Written exercise:
Reproduce each of the rows below word for word, but leave the pictures out of your output.

Data shown:
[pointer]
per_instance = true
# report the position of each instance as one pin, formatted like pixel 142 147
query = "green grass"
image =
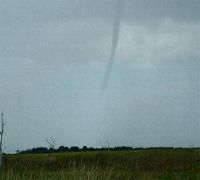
pixel 143 164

Exercise response:
[pointer]
per_instance = true
# report the position of each instance as one pin, formatted like pixel 142 147
query = "green grass"
image =
pixel 143 164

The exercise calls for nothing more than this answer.